### EXERCISE DIRECTIONS
Return the listing word for word, as given.

### SOURCE RECORDS
-*-*-
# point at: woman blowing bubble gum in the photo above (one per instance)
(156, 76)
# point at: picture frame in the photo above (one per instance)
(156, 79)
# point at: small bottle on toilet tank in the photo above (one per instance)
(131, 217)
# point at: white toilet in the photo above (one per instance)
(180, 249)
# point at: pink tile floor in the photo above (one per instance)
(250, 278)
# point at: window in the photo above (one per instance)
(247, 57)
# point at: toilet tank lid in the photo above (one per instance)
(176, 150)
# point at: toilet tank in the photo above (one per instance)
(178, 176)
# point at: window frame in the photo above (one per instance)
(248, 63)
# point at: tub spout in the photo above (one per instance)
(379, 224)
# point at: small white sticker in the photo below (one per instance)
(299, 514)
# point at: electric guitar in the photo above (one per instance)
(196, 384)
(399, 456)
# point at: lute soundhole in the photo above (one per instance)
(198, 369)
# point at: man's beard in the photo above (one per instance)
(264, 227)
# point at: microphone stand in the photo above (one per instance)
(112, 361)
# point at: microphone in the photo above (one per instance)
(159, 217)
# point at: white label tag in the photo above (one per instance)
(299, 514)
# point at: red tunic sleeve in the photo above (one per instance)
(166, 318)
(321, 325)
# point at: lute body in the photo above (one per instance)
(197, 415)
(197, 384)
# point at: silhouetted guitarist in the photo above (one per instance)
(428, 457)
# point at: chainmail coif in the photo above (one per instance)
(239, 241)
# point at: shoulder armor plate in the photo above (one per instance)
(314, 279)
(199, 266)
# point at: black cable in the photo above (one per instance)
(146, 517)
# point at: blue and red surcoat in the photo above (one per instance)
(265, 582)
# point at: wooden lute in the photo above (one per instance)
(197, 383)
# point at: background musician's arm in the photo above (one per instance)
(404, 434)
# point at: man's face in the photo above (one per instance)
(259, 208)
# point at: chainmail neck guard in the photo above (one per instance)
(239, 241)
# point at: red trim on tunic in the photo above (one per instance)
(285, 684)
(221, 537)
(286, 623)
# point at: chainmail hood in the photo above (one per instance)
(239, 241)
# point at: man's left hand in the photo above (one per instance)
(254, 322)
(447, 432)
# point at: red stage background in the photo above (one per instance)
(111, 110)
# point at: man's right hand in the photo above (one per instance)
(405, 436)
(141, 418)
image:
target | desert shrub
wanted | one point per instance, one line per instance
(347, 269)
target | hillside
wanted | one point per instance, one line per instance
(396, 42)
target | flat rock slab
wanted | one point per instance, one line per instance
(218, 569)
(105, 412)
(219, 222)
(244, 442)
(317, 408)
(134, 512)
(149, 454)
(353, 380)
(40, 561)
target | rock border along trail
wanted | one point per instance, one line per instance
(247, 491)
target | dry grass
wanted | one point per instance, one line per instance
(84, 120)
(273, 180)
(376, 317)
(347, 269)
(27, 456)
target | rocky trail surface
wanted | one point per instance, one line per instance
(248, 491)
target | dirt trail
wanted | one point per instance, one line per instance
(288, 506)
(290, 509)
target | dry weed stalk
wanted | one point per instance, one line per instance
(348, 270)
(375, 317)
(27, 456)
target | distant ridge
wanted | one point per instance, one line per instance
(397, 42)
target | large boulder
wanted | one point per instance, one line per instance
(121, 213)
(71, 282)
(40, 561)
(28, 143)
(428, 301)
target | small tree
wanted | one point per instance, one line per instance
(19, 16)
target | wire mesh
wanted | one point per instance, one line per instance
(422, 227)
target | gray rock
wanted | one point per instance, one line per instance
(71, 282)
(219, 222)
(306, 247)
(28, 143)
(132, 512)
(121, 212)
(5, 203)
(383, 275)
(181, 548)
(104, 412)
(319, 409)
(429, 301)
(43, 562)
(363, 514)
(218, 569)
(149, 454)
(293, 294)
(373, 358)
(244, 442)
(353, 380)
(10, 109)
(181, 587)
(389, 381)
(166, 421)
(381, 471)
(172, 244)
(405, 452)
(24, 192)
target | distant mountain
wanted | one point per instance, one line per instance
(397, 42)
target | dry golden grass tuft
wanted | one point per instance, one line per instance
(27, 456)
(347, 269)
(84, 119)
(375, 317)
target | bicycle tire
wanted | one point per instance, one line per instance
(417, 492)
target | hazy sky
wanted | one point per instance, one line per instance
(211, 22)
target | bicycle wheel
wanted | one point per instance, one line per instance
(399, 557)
-*-*-
### REPLY
# point at: woman blowing bubble gum in the photo above (one per instance)
(156, 76)
# point at: picture frame in the photo above (one per instance)
(156, 79)
# point at: small bottle on toilet tank in the photo above (one per instance)
(131, 217)
# point at: white toilet in the photo above (one per instance)
(180, 249)
# point at: pink tile floor in the photo above (one per instance)
(250, 278)
# point at: window in the photo above (one per instance)
(247, 57)
# point at: toilet tank lid in the photo above (one per instance)
(176, 150)
# point at: toilet tank in the photo above (one per instance)
(178, 176)
# point at: window frame in the photo above (one per instance)
(248, 63)
# point at: tub spout in the photo above (one per instance)
(379, 224)
# point at: small white sticker in the photo below (one per instance)
(299, 514)
# point at: electric guitar in the photo above (one per instance)
(196, 384)
(399, 456)
# point at: lute soundhole in the photo above (one per instance)
(198, 369)
# point at: man's beard in the photo above (one per instance)
(264, 227)
# point at: microphone stand in the photo above (one per instance)
(112, 361)
# point at: microphone in the photo above (one per instance)
(159, 217)
# point at: white label tag in the photo above (one per instance)
(299, 514)
# point at: red tunic sleeve in the photo above (one per instance)
(166, 318)
(321, 325)
# point at: lute body in the photo above (one per instance)
(197, 415)
(197, 384)
# point at: silhouetted guitarist in the photo above (one per instance)
(428, 457)
# point at: chainmail coif in the photo above (one per instance)
(239, 241)
# point at: shoulder armor plate in the photo above (one per instance)
(314, 279)
(199, 266)
# point at: black cable in the photo above (one per instance)
(146, 517)
# point at: blue and red surcoat in the photo above (one per instance)
(265, 582)
# point at: wooden lute in the photo above (one per instance)
(197, 383)
# point at: background musician's arm in the photo above (one per instance)
(404, 434)
# point at: man's face in the photo above (one per instance)
(259, 208)
# point at: chainmail neck guard in the photo above (one per instance)
(239, 241)
# point at: red trim on tunic in the photo above (one per instance)
(285, 684)
(221, 537)
(286, 623)
# point at: chainmail hood in the photo above (one per instance)
(239, 241)
# point at: man's left hand in the photo above (one per instance)
(254, 322)
(447, 432)
# point at: red stage background in the photo above (one per instance)
(111, 110)
# point at: man's right hand in the photo above (one per instance)
(405, 436)
(141, 418)
image:
target | desert shrub
wanted | one point per instance, one line per instance
(347, 269)
target | hillside
wanted | one point per instance, one line per instance
(396, 42)
target | flat rock slab
wanted | one point per instance, one line per instance
(218, 569)
(105, 412)
(219, 222)
(244, 442)
(317, 408)
(134, 512)
(149, 454)
(353, 380)
(40, 561)
target | rock border along trail
wanted | one point per instance, one line per instance
(247, 491)
target | dry grass
wanted | one point per instance, one line per instance
(84, 120)
(273, 180)
(376, 317)
(347, 269)
(27, 456)
target | rocky trail surface
wanted | one point per instance, one line per instance
(248, 491)
target | dirt trail
wanted | one point per instance, one line per instance
(288, 506)
(290, 509)
target | dry weed stalk
wanted | one point per instance, one line per instance
(348, 270)
(375, 317)
(27, 456)
target | distant ridge
wanted | one point per instance, one line per instance
(397, 42)
target | large boulder
wanted | one point per instance, one line per instance
(121, 213)
(71, 282)
(40, 561)
(28, 143)
(428, 301)
target | small tree
wanted | one point per instance, one line per instance
(19, 16)
target | wire mesh
wanted | one point per instance, one line per instance
(422, 227)
target | gray rock
wanted | one point per instance, one line per instance
(71, 282)
(219, 222)
(306, 247)
(28, 143)
(132, 512)
(121, 212)
(5, 203)
(383, 275)
(181, 548)
(104, 412)
(319, 409)
(429, 301)
(43, 562)
(363, 514)
(218, 569)
(149, 454)
(293, 294)
(373, 358)
(244, 442)
(353, 380)
(10, 109)
(181, 587)
(389, 381)
(166, 421)
(381, 471)
(172, 244)
(405, 452)
(24, 192)
target | distant mountain
wanted | one point per instance, one line per instance
(397, 42)
target | dry golden grass tuft
wanted | one point per instance, one line per instance
(27, 456)
(347, 269)
(84, 119)
(375, 317)
target | bicycle tire
wanted | one point per instance, one line per instance
(417, 492)
target | hazy sky
wanted | one point per instance, one line per instance
(211, 22)
target | bicycle wheel
wanted | one point per instance, one line per instance
(399, 557)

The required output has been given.